__Work to complete__:
**a)** Answer these from the CADP case study page:
(i) Which method does it list?
(ii) In what year did EPCglobal publish its framework for EPC network applications?
(iii) What is the stated objective of ALE?
**b)** Write what comes next in the CADP case study on ALE atomicity, continuing after its last sentence.

Database of Case Studies Achieved Using CADP

Atomicity Maintenance in EPCReport of ALE

Organisation: North China University of Technology, Beijing (CHINA)
Central Michigan University (USA)

Method: LOTOS

Tools used: CADP (Construction and Analysis of Distributed Processes)

Domain: Trading.

Period: 2011

Size: n/a

Description: EPCglobal published a framework for developing applications of Electronic Product Code (EPC) network in 2005. In order to leave flexibility to it user, it only gives a series of interfaces for implementation. The Application Layer Event (ALE) is one of the interfaces through which clients may obtain filtered consolidated EPC data from a variety of Radio Frequency Identification (RFID) readers. The objective of ALE is to reduce the volume of EPC data that comes directly from RFID readers into applications. The processing done at this layer typically involves: (1) receiving EPCs from one or more RFID readers; (2) accumulating data over intervals of time, filtering to eliminate duplicate EPCs and EPCs that are not of interest, and counting and grouping EPCs to reduce the volume of data; and (3) reporting in various forms.

__Listing__:
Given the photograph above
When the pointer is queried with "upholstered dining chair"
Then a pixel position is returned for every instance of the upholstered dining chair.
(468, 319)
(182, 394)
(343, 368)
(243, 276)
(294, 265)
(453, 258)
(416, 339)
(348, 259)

__Responses__:
**a)**
(i) LOTOS
(ii) 2005
(iii) To reduce the volume of EPC data that comes directly from RFID readers into applications.

**b)**
EPCglobal provides an API to facilitate development of ALE applications. The API specifies the atomicity property constraint by a case study while leaving the flexibility of implementation up to the developers. An important issue the developer has to deal with is the atomicity property of event cycle. That is, an event cycle is treated as a single atomic unit and proper handling failure of a read cycle (as part of an event cycle) is critical. If a read cycle failed the EPC data will be lost according to EPCglobal standards. So there is no way to undo a completed operation and reverting the system back to its previous state. To remedy this problem, a fault tolerant strategy is proposed, based on a new architecture for ALE with respect to fault tolerance and design several algorithms implementing the poll method of the API.

Two polling modes (synchronous and asynchronous) and three algorithms for the poll method were proposed and described formally in LOTOS. Successful termination of transactions in the two polling modes was expressed as a temporal property in regular alternation-free mu-calculus, and was checked on the LOTOS specifications using the EVALUATOR model checker of CADP.

Conclusions: As a key component of EPC framework, ALE plays an important role for the reliability and performance of EPC applied systems. The new ALE architecture proposed increases its reliability, and the separation between fine-grained cycle and coarse-grained event cycle, EPC network channels can be released to prevent traffic block. The formal analysis using LOTOS and CADP has shown the effectiveness of the proposed architecture.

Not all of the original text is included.